WHAT YOU WILL DO
For each line in the data below, write an exact copy.

MATERIAL PROVIDED
--- START ---

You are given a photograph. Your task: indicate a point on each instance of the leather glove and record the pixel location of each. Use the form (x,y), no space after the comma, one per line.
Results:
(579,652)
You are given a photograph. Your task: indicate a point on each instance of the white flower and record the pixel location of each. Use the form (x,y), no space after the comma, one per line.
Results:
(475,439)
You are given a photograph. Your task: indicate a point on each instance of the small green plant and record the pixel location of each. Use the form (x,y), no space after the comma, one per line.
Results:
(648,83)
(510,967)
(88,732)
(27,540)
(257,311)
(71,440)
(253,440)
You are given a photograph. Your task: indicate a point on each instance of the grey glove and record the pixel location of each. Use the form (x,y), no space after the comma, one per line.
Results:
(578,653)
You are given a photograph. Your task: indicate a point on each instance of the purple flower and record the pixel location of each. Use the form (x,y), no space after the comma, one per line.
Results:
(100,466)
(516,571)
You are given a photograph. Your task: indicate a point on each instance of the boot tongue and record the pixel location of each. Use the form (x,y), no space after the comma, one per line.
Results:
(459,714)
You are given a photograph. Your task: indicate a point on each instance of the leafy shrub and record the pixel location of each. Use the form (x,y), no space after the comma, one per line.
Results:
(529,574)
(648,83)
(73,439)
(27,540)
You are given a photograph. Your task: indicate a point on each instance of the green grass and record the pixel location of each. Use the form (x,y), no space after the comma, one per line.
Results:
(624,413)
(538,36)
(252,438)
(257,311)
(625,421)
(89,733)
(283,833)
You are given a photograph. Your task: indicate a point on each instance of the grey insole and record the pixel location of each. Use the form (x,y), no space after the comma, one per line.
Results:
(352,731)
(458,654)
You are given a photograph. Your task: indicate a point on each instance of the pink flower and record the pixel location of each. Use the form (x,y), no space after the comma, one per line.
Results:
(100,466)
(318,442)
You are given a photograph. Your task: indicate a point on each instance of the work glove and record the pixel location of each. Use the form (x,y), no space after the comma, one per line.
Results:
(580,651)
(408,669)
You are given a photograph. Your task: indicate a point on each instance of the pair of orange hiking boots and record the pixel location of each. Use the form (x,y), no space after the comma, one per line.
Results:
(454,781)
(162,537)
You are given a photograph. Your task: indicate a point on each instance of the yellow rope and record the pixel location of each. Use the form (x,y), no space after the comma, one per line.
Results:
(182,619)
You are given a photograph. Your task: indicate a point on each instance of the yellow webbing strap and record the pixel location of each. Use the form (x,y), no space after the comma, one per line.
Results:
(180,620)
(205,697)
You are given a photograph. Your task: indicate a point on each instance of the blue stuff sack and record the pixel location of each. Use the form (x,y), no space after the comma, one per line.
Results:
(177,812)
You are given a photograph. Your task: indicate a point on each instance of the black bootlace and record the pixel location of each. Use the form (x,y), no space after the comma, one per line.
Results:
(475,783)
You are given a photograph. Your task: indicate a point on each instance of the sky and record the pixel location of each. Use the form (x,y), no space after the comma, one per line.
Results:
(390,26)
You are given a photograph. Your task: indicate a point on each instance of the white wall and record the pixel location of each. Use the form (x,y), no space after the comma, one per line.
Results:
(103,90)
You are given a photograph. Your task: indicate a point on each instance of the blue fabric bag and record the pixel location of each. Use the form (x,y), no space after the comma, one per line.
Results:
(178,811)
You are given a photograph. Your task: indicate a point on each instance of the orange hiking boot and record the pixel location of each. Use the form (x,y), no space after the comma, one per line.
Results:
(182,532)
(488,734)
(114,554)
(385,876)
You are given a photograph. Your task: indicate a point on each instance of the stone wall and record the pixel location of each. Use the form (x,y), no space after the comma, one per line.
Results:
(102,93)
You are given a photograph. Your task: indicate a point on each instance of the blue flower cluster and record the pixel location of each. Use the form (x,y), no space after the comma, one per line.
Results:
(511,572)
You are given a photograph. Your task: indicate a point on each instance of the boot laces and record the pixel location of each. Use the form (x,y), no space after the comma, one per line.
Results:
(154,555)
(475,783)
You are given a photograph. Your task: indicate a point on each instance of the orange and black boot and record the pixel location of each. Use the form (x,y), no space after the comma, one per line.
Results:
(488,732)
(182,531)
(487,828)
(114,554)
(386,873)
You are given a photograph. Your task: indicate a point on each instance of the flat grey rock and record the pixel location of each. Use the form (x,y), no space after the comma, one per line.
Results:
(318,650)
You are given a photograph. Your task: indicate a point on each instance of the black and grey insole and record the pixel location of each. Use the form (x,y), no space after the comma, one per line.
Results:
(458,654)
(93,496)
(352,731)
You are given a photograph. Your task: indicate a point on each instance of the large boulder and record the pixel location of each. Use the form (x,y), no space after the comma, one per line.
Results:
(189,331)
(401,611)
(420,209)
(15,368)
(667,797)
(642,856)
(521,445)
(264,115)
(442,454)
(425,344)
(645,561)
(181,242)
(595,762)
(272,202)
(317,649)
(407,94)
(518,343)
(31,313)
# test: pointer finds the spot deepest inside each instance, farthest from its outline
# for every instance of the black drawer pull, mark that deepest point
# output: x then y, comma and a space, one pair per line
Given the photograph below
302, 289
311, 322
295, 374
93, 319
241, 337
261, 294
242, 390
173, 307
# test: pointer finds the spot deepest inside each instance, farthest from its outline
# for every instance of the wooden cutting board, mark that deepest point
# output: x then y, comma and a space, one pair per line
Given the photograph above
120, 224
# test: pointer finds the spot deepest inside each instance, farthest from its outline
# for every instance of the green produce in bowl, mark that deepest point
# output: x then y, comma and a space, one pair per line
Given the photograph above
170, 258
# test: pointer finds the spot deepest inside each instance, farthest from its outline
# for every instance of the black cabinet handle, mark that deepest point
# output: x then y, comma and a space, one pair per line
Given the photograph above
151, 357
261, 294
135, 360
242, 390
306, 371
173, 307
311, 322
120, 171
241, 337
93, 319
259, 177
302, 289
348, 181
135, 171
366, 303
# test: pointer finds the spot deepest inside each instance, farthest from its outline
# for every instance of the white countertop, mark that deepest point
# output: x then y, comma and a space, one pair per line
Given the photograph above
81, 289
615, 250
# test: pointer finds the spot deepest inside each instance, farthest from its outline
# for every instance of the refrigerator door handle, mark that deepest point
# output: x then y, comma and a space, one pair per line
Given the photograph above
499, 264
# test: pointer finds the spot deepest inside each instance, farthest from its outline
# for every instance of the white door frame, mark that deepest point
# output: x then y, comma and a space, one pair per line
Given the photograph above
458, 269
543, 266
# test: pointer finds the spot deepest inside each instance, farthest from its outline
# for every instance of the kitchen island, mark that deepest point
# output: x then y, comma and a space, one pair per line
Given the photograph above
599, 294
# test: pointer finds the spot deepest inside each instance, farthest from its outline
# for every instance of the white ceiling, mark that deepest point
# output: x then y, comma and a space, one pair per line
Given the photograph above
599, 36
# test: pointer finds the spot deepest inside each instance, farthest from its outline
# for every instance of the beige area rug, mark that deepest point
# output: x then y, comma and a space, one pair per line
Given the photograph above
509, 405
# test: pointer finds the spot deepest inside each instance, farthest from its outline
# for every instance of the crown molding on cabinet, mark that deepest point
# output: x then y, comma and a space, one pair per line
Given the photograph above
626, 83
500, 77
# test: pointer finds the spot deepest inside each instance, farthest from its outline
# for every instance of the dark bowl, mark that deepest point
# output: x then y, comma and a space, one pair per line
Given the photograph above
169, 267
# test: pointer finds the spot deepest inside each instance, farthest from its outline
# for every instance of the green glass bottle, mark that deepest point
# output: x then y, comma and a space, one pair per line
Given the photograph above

--- END ---

RESULT BELOW
You are given a photograph. Your task: indicate a point on each instance of the leather glove and record the pixel location of each. Use the form (x,y), no space after the comma, one per line.
Results:
(579,652)
You are given a photograph. Your task: indicate a point on each instance of the white flower and record the pixel location of each. Use the form (x,y), no space after the comma, one per line.
Results:
(475,439)
You are given a photograph. Your task: indicate a point on each instance of the small green plant and record the pixel location of each. Use the form (x,y), no space after the comma, one per line.
Results:
(648,83)
(510,967)
(88,732)
(27,540)
(257,311)
(71,440)
(253,440)
You are given a photograph. Your task: indicate a point on each instance of the grey glove and record the pixel location of each. Use the form (x,y), no space after the comma, one per line.
Results:
(578,653)
You are given a photograph. Your task: indicate a point on each instance of the purple flower and record the pixel location of each. Use the form (x,y), no space after the comma, one per line.
Results:
(100,466)
(516,571)
You are given a photograph. Your task: indicate a point on each instance of the boot tongue and record the pixel location of each. Use the form (x,y), no space after the comma, one per line.
Results:
(459,714)
You are given a photograph. Your task: indicate a point on each instance of the leafy shrub and record the pixel location of each. Use the form (x,y), no space after the comma, one per line.
Results:
(529,574)
(648,83)
(73,439)
(27,540)
You are given a photograph. Your task: indicate a point on each instance of the green grass and record the pixel location of each. Use the form (x,y), no space after the comma, one per line.
Results:
(624,413)
(538,36)
(252,438)
(257,311)
(625,421)
(89,733)
(283,833)
You are given a photograph. Your task: indicate a point on each instance of the grey insole and record the pixel location of each. Use the form (x,y), no space after the comma, one per line.
Results:
(352,731)
(458,654)
You are given a photograph. Your task: indicate a point on each instance of the pink flower and record the pixel location of each. Use the form (x,y), no space after the comma, one per line.
Results:
(100,466)
(318,442)
You are given a photograph. Your task: indicate a point on each instance of the work glove and record the pixel location of each. Use the form (x,y), no space after the comma, one per line.
Results:
(580,651)
(408,669)
You are given a photograph. Your task: indicate a point on each instance of the pair of orange hiking boots and record the pixel location of each. Use the form (x,y), no space after the comma, one per line.
Results:
(454,781)
(162,537)
You are given a photograph. Your task: indicate a point on each instance of the yellow rope and record the pixel location of each. Use the form (x,y), no space after the comma, one per line.
Results:
(182,619)
You are given a photograph. Your task: indicate a point on each instance of the yellow webbing strap and record the pixel location of each. Use the form (x,y), no space after the comma, one per line.
Results:
(180,620)
(205,697)
You are given a photograph. Your task: indicate a point on each instance of the blue stuff sack and record the pixel location of each. Use the form (x,y), no space after the comma, one per line.
Results:
(177,812)
You are given a photograph. Your task: indicate a point on each instance of the black bootlace and record the pixel location of each. Use the form (x,y), no space after the comma, one per line.
Results:
(475,783)
You are given a photograph. Your task: indicate a point on each instance of the sky and record the pixel location of each. Use the form (x,y), no space after the comma, one per line.
Results:
(390,26)
You are given a photograph. Your task: indicate a point on each instance of the white wall and record the pixel location of each. Use the form (x,y), no space after the comma, one per line.
Results:
(103,90)
You are given a photograph. Your task: indicate a point on each instance of the blue fabric bag and record the pixel location of each. Use the form (x,y), no space after the comma, one per line.
Results:
(178,811)
You are given a photograph. Your task: indicate a point on each instance of the orange hiking boot and record the pixel location of each. Use the form (x,y), no space after the comma, one per line.
Results:
(182,532)
(488,734)
(114,554)
(385,876)
You are given a photograph. Your task: indicate a point on each instance of the stone wall and record the pixel location of each. Use the form (x,y), no space after the comma, one per line.
Results:
(102,93)
You are given a photograph. Your task: indicate a point on each instance of the blue flower cluster and record the pixel location of each. Use the form (x,y), no space after the comma, one per line.
Results:
(511,572)
You are given a photograph. Your task: indicate a point on each instance of the boot laces and record the pixel location of each. Use the form (x,y), no space after the comma, one per line.
Results:
(154,555)
(475,783)
You are given a photograph. Your task: indicate a point on each instance of the orange and black boot and record the pixel location of each. Use the form (x,y), no space after the comma, one per line.
Results:
(488,732)
(182,531)
(487,828)
(114,554)
(386,873)
You are given a photograph. Your task: indicate a point on each instance of the flat grey rock and record the pixel location of each. Use the form (x,y), no space after the comma, one per line.
Results:
(318,650)
You are given a photograph. Your task: indicate a point on each instance of the black and grey insole and record the pixel location of each. Use the form (x,y), no space after the comma, one per line.
Results:
(458,654)
(93,496)
(352,731)
You are given a photograph. Your task: indicate a point on each instance of the large boulder and record the pixel location of each. Use the form (x,y), no space after the comma, one per line.
Results:
(189,331)
(401,611)
(420,209)
(15,368)
(667,797)
(642,856)
(521,445)
(264,115)
(442,454)
(425,344)
(645,561)
(181,242)
(595,762)
(272,202)
(317,649)
(407,94)
(518,343)
(31,313)
# test: pointer finds the spot deepest inside each instance, farthest from its outline
# for every instance of the black drawer pull, mark that deepest point
# output: x then y, comma and a space, one pair per line
Given the photograph below
302, 289
311, 322
295, 374
93, 319
241, 337
261, 294
242, 390
173, 307
# test: pointer finds the spot deepest inside each instance, farthest from its outline
# for every instance of the wooden cutting board, mark that deepest point
# output: x then y, comma and a space, one pair per line
Given the photograph above
120, 224
# test: pointer finds the spot deepest inside each instance, farthest from its outline
# for every instance of the green produce in bowl, mark that deepest point
# output: x then y, comma and a space, one pair per line
Given the photograph above
170, 258
# test: pointer finds the spot deepest inside each instance, farthest from its outline
# for every instance of the black cabinet handle, mark that deepest point
# output: x then y, comma and a space, one pair per line
Given the photograph above
151, 357
261, 294
135, 360
242, 390
306, 371
173, 307
311, 322
120, 171
241, 337
93, 319
259, 177
302, 289
348, 181
135, 171
366, 303
# test: pointer finds the spot deepest inside each instance, farthest from its outline
# for every instance of the white countertop, mark that deepest point
# output: x then y, comma and a space, one pair per line
Given the photograph above
81, 289
615, 250
# test: pointer finds the spot deepest inside each instance, farthest from its outline
# for every instance of the refrigerator door handle, mark that deepest point
# output: x then y, comma and a space, one pair per line
Given the photograph above
499, 264
# test: pointer finds the spot deepest inside each instance, farthest from its outline
# for every instance of the white door frame, mark that deepest point
# output: x then y, comma and a space, one pair per line
Given the photograph above
458, 269
543, 266
# test: pointer finds the spot deepest inside each instance, farthest from its outline
# for every instance of the kitchen island, mark that deepest point
# output: x then y, comma and a space, one pair per line
Given the photograph above
599, 294
# test: pointer finds the spot deepest inside each instance, farthest from its outline
# for every instance of the white ceiling, mark that deepest point
# output: x then y, comma and a space, one pair per line
Given the photograph above
599, 36
# test: pointer finds the spot deepest inside each instance, farthest from its outline
# for every instance of the beige area rug, mark that deepest point
# output: x then y, comma and a space, one pair per line
Given the photograph above
509, 405
# test: pointer finds the spot deepest inside each instance, farthest from its outline
# for every instance of the crown molding on cabinet, mark that deepest point
# output: x then y, comma and a space, one pair per line
Given the photograph above
626, 83
500, 77
# test: pointer finds the spot deepest inside each instance, farthest from its outline
# for every instance of the dark bowl, mark that deepest point
# output: x then y, comma and a space, one pair per line
Given the photograph above
169, 267
# test: pointer finds the spot deepest inside each instance, farthest from its outline
# for every instance of the green glass bottle, mark that deepest point
# output: x then y, comma and a space, one pair per line
Given the photograph above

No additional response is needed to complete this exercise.